## PASSAGE GIVEN
<<<<
Over the course of the summer Nielsen PPM measurements, WCBS-FM was up 6.3 – 6.4 – 6.9 6-plus. During that same period, Lite was down 7.1 – 6.2 – 6.1. That’s the kind of down month many broadcasters would be thrilled with, of course. It does coincide with a Nielsen press release declaring Classic Hits (still the Arbitron designation both for former Oldies stations, the format I call “Greatest Hits,” and softer Classic Rock outlets alike) to be the upset winner of the “Format of Summer 2014” crown, based on its growth.
Since onetime WLTW programmer Jim Ryan took the PD reins of CBS-FM, and even before, the intent of the station has been pretty clear: assume the format space once occupied by Lite-FM. The ‘80s, once something tolerated grudgingly by Greatest Hits listeners, are nearly the center lane, and the prominent recently hired morning man Scott Shannon is associated with those songs as well. The ‘60s have virtually disappeared, and the early ‘70s are now about once an hour.
It’s not as if WLTW has overtly distanced itself from its previous position, or completely ankled the ‘70s. They still play a handful, and I heard “You Are So Beautiful” by Joe Cocker a while ago. I can’t speak for anybody there, but the format sure seems to be “big songs that appeal to adult women.” In the PPM measurement era, there is a tendency by some programmers to ignore niceties of texture in favor of satisfying cume. And Lite FM has always been a little aggressive in that regard.
Under Ryan, WLTW always played songs that seemed to dent the format definition of Mainstream AC as well, some of which later became format standards. The difference is that “Hurts So Good” came over when it was more than a decade old, not less than a year old, like Perry. The song playing against Rihanna on CBS-FM was Van Halen’s “Jump,” an AC staple by a once-edgy act that has had three decades to soften.
As Mainstream AC grapples with just how many songs on Mainstream Top 40 and Hot AC are currently appealing to adult women, Lite FM has finessed that transition better than most. But every AC, no matter how gradually it has brought listeners along, faces the specific peril of a format evolution – new listeners will come in and swell the numbers at first, but one day the old listeners will decide this is no longer their radio station.
The worst-case scenario is in markets where an increasingly successful Adult Top 40 format fulfills the clear 25-plus appetite for “now” among adult women. The Oldies/Greatest Hits format grabs the “then” franchise – still big enough for at least a few stations in any given market. That situation doesn’t yet exist in New York, where WLTW is much bigger than the Hot AC stations. It also doesn’t exist in markets such as Atlanta, Houston, or Washington, D.C., where, despite the success of WCBS-FM, KRTH (K-Earth 101) Los Angeles, and others, no owner is willing to consider the Greatest Hits format on a viable signal. And in markets such as Long Island, San Diego, and Hartford, Conn., new owners have actually steered stations away from “Greatest Hits” to a more Bob- and Jack-FM-like Adult Hits format.
Regardless of how the Mainstream AC format is flanked, it has not just tempo and era to deal with, but also the matter of currents. Rotations at the Greatest Hits format have become bolder lately, following the success of KRTH, whose power ‘80s can play more than 25 times a week. But WLTW is up to 35 times a week on power currents. That’s not a lot, but it’s enough that you might notice hearing the same song on two consecutive visits to a station that never did that.
>>>>
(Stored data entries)
<<<<
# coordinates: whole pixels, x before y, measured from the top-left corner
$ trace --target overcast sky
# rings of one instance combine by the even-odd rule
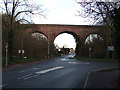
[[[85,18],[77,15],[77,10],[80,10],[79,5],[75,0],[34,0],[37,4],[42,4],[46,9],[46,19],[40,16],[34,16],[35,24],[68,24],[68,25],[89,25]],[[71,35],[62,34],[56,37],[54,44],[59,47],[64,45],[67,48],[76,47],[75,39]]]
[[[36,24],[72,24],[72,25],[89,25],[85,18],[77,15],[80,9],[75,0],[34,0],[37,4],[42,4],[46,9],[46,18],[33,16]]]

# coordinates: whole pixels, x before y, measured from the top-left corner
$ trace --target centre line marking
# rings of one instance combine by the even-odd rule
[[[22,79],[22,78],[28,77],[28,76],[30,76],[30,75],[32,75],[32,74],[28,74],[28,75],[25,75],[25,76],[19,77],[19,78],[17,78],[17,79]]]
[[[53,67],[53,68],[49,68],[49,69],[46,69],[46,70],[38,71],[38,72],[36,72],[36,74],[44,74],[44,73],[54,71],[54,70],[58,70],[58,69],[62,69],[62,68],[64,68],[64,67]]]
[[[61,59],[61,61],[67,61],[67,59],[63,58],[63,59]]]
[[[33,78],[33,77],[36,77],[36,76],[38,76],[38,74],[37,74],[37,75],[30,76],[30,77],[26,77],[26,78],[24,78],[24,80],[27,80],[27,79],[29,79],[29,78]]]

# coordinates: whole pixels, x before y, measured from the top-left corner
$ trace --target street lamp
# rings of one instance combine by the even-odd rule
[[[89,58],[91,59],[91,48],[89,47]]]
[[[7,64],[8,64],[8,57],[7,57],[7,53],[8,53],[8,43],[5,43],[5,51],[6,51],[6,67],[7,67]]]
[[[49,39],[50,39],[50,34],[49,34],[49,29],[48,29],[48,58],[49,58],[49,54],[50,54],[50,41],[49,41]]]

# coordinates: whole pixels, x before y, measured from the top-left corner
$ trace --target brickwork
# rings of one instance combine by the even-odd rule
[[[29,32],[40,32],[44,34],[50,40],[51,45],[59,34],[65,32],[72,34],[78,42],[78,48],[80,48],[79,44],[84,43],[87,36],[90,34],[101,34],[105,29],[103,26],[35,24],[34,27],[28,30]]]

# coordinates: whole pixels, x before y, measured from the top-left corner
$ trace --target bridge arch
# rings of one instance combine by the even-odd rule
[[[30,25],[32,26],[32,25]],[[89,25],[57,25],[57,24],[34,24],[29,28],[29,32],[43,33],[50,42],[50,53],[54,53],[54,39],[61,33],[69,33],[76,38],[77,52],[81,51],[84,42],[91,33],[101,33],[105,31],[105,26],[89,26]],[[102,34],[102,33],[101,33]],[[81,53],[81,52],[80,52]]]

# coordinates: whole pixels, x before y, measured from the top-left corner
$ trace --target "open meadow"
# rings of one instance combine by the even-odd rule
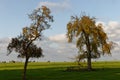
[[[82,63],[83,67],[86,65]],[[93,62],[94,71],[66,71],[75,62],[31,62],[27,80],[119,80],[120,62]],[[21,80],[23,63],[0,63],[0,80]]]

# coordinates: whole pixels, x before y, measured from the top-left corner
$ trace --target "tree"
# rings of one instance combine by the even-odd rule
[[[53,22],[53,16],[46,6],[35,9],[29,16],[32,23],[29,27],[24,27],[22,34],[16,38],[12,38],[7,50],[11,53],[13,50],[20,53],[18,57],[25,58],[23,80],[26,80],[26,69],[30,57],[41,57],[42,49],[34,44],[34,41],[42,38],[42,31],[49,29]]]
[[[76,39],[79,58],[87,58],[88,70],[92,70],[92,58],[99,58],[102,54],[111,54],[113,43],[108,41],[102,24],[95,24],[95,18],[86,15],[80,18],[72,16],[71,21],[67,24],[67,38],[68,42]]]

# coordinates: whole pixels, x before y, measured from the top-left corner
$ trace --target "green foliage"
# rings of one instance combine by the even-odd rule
>>>>
## WHAT YOU NEED TO DO
Quote the stretch of the radio format commentary from "Regardless of how" through "never did that." word for word.

## WRITTEN SOLUTION
Regardless of how the Mainstream AC format is flanked, it has not just tempo and era to deal with, but also the matter of currents. Rotations at the Greatest Hits format have become bolder lately, following the success of KRTH, whose power ‘80s can play more than 25 times a week. But WLTW is up to 35 times a week on power currents. That’s not a lot, but it’s enough that you might notice hearing the same song on two consecutive visits to a station that never did that.